> **WORK TO BE COMPLETED**
From the forum thread below on paying an artist for a graphic novel, reproduce word for word the passage that begins with the words containing "Finally, a contract" and ends with "on your part.".
— BEGIN DOCUMENT SEGMENT —
I certainly agree, you aren't doing them a service by getting them to draw what you want and then going on your merry way.

I should maybe think about writing some short stories that can be done in a few chapters to get some experience while I work on the lengthy fantasy story as well.


----------



## TWErvin2 (Jun 4, 2015)

Without echoing too much of what others have had to say, either you have to have payment up front for the time and effort and talent the artist will invest in the project OR have a project that they believe in so much that they're willing to share in the future royalties, as a form of payment.

I have a co-worker who is in the process of producing a graphic novel. He is doing one episode at a time, creating smaller 'comic book-sized' releases, with the intent of compiling them into a two part novel. The first half has already been combined into a book.  But he is paying up front for the art. It is an investment that he hopes to earn back.

Based upon his experience, my recommendation would be to save money. How much can you save in a year? Are you willing to work extra hours and bypass spending on other non-essentials? There are always kickstarter and similar fundraising options, but that's a whole nother concern, I am not sure that would bear enough fruit.

You want to hire the best artist possible (I am guessing you're intending to self-publish?), just as you would want to hire the best cover artist and editor you would reasonably afford if you were working to successfully publish a novel. If you were hiring a ghostwriter to tell your life's story, you'd want to go with someone with the skill and talent and a solid track record. Similarly, the artist has to have more than drawing skills. Layout, boiling the story down to its essence and revealing though limited pictorial space and dialogue. That talent doesn't come cheap.

Finally, a contract (whichever direction you take) is of vital importance. It will protect both you and the artist, and help ensure there aren't any misunderstandings/confused expectations resulting in frustration, hurt feelings, delays, or worse.

It's a dream, and one within reach, with dedication--both creative and financial on your part.


----------



## TheCatholicCrow (Jun 4, 2015)

If you want to go w Manga your prospects of finding someone is probably much better than American style since it is WAY easier to learn. I would venture to say that most anyone can pick up Manga. If you have another year or two to dedicate to the project (and if you have a natural eye for perspective and placement) you could pick it up with minimal effort.
— END DOCUMENT SEGMENT —
— BEGIN DATASET RECORDS —
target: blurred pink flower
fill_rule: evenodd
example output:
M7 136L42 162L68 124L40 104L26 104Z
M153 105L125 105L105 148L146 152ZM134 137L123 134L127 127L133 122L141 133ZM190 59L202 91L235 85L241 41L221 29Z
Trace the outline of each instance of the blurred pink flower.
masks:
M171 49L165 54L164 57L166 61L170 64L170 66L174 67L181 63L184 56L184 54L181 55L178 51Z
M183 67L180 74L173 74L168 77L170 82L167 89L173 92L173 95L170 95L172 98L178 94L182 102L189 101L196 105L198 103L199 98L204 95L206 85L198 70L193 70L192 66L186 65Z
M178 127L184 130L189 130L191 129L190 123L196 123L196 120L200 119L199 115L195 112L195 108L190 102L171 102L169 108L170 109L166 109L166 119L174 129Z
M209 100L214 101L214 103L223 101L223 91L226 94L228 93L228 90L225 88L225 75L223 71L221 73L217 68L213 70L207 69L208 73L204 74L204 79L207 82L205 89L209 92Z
— END DATASET RECORDS —
> **EXERCISE RESPONSE**
Finally, a contract (whichever direction you take) is of vital importance. It will protect both you and the artist, and help ensure there aren't any misunderstandings/confused expectations resulting in frustration, hurt feelings, delays, or worse.

It's a dream, and one within reach, with dedication--both creative and financial on your part.